(Location identification items)
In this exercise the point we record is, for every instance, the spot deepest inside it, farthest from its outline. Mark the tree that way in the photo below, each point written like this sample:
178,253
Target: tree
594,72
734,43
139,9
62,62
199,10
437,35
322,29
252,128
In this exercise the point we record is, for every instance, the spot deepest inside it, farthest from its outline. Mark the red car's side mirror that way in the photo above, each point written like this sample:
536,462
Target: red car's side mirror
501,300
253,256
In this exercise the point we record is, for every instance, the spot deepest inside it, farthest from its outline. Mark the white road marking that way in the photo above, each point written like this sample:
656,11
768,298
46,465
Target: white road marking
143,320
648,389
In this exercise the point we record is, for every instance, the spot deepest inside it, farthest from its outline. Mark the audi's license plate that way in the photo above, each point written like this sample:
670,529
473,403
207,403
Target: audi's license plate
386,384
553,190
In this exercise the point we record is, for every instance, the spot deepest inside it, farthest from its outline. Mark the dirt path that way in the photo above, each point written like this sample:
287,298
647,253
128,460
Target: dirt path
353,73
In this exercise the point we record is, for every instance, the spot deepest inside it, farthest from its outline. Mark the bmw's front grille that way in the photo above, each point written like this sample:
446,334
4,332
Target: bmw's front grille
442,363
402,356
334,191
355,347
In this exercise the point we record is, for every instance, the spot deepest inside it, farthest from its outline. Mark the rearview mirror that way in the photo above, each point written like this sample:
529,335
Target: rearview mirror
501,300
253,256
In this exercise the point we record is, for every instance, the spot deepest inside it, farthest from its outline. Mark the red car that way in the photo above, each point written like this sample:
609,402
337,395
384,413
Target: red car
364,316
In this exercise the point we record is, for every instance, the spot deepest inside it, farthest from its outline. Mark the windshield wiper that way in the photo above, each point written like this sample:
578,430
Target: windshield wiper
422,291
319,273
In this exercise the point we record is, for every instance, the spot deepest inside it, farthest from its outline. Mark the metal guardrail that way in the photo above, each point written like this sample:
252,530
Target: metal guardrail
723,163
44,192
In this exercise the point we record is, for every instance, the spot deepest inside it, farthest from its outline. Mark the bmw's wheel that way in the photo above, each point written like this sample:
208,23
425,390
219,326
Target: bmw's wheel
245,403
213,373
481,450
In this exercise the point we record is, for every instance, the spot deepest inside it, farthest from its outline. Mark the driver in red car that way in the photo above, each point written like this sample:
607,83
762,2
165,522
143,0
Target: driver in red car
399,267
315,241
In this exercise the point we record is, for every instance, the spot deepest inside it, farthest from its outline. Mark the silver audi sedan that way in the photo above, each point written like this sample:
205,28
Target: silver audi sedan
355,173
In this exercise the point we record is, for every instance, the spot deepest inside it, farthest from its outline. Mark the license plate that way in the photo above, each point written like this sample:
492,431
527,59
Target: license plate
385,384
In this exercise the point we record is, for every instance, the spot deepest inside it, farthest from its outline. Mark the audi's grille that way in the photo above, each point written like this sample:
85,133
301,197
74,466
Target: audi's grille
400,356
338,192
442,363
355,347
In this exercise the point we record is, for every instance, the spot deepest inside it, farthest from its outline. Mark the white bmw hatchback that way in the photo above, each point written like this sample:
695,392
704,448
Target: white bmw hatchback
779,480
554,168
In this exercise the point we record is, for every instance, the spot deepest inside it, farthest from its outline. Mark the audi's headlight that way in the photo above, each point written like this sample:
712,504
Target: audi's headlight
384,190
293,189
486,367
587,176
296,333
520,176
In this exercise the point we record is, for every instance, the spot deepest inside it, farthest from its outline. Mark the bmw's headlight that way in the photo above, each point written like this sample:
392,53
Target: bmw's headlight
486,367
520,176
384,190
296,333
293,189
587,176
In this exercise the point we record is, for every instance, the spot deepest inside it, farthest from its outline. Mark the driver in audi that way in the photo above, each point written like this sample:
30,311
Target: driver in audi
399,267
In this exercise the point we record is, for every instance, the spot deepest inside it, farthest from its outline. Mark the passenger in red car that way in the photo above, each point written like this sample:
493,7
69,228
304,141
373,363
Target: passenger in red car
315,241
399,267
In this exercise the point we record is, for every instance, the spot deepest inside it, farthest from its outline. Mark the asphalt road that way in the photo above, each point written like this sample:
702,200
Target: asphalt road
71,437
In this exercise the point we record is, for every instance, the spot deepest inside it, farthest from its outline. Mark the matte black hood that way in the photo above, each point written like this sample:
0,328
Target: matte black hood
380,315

• _Brief_
Repeat the records above exactly, from the first line to the last.

• _Right answer_
In this exercise the point we record is, for every instance, the spot deepest inside it, farthest from its outline. Mark the tree that way in the photo below, each point written like this sample:
178,253
Target: tree
594,72
734,43
139,9
62,62
199,10
437,35
322,29
252,128
In this exercise the point we record is, for every instance, the spot deepest inside it, farthest from its outline. Mark the red car's side mirror that way in the photo above, each point written like this sample:
536,462
Target: red car's side mirror
501,300
253,256
In this exercise the point we record is, for every instance, the spot deepest inside it, farthest from its outline. Mark the white road marking that way in the photo above, each point written like this sample:
656,11
768,298
46,465
Target: white road marking
143,320
648,389
In this exercise the point we record is, for every instance, the spot deepest inside it, farthest from its outline. Mark the audi's license plate that way in the photo above, each point written like this sample:
670,529
473,403
207,403
Target: audi's license plate
386,384
553,190
In this exercise the point we record is, for every instance, the spot deepest inside it, farthest from its outline. Mark the dirt path that way in the photo above, each point written like this sample:
287,298
647,253
128,460
Target: dirt path
353,73
In this exercise the point we record is, for every instance, the spot deepest inside it, farthest from its outline. Mark the bmw's front grille that way in the photo above, each point written like this sample:
446,334
4,332
Target: bmw's front grille
442,363
402,356
334,191
355,347
In this exercise the point we record is, for every instance, the spot deepest inside it, farthest from its outline. Mark the rearview mirror that way in the photo above, each point written like this sample:
529,335
Target: rearview mirror
501,300
253,256
In this exercise the point we record is, for every instance, the spot deepest inside it, farthest from its outline. Mark the red car that way in the photo above, each point written like this sample:
609,402
337,395
384,413
Target: red car
364,316
In this exercise the point we record is, for every instance, the spot deepest inside it, farthest from its outline. Mark the windshield wiper that way in the photo above, each point written like this sample:
578,430
Target: windshield wiper
422,291
319,273
In this exercise the point we record is, for every instance, the spot deepest inside it, farthest from its outline. Mark the metal guardrail that way in the photo above, each point written like this sample:
252,530
Target: metal guardrail
723,163
44,192
In this exercise the point we record is, for every instance, the spot deepest inside it, farthest from its outline. Mark the bmw's wheel that way in the photo above, each point written like this sample:
208,23
425,390
219,326
Target: bmw's wheel
245,403
213,373
481,450
In this exercise the point we record is, for every instance, the spot deepest inside it, farthest from its outline. Mark the driver in red car that way in the photo above, each point written like this sample:
607,83
762,2
165,522
143,0
Target: driver in red car
399,267
315,241
In this exercise the point we record is, for every instance, the spot deepest inside it, farthest from its outline. Mark the silver audi sedan that way in the photo above, each point written like this sample:
205,28
Target: silver audi sedan
355,173
In this exercise the point we record is, for every instance, the spot deepest inside it, farthest from its outline. Mark the license plate that way in the photo above, each point written like this sample:
492,431
527,59
Target: license plate
385,384
In this exercise the point we record is, for every instance, the spot deepest inside it, farthest from its outline. Mark the audi's grille that way in the photo above, each point written like this sample:
85,133
301,197
74,466
Target: audi's grille
400,356
338,192
442,363
355,347
In this exercise the point we record is, for every instance, the spot deepest inside it, farthest from its outline. Mark the white bmw hatchback that way in the photo above, each point written like this sample:
695,392
704,448
Target: white bmw hatchback
779,480
554,168
In this exercise the point we record is, for every instance, the spot deepest inside it, farthest from its outline. Mark the audi's headlight that way in the photo above, each point written like this sample:
712,504
Target: audi's headlight
384,190
293,189
486,367
587,176
296,333
520,176
In this exercise the point we record is, for every instance, the spot deepest inside it, farthest from its outline. Mark the bmw's headlight that way in the photo above, each point written like this sample:
392,53
Target: bmw's headlight
486,367
520,176
384,190
296,333
293,189
587,176
In this exercise the point we record is, for every instance, the spot deepest inside it, farthest from its outline. Mark the driver in audi that way in the photo above, each point written like this sample:
30,311
Target: driver in audi
399,267
In this exercise the point we record is, for every instance, the spot deepest inside it, farthest from its outline. Mark the passenger in red car that way in the photo above, each point written like this sample:
493,7
69,228
304,141
373,363
Target: passenger in red car
315,241
399,267
In this exercise the point we record is, for every instance, the spot deepest inside it, farthest from its outline. Mark the asphalt road that way in the photo above, each point written like this sample:
702,200
Target: asphalt road
71,437
In this exercise the point we record is, for every instance, the spot deepest inside it, farthest from its outline. Mark the matte black hood that way in the photo above, each point written like this sample:
0,328
Target: matte black hood
380,315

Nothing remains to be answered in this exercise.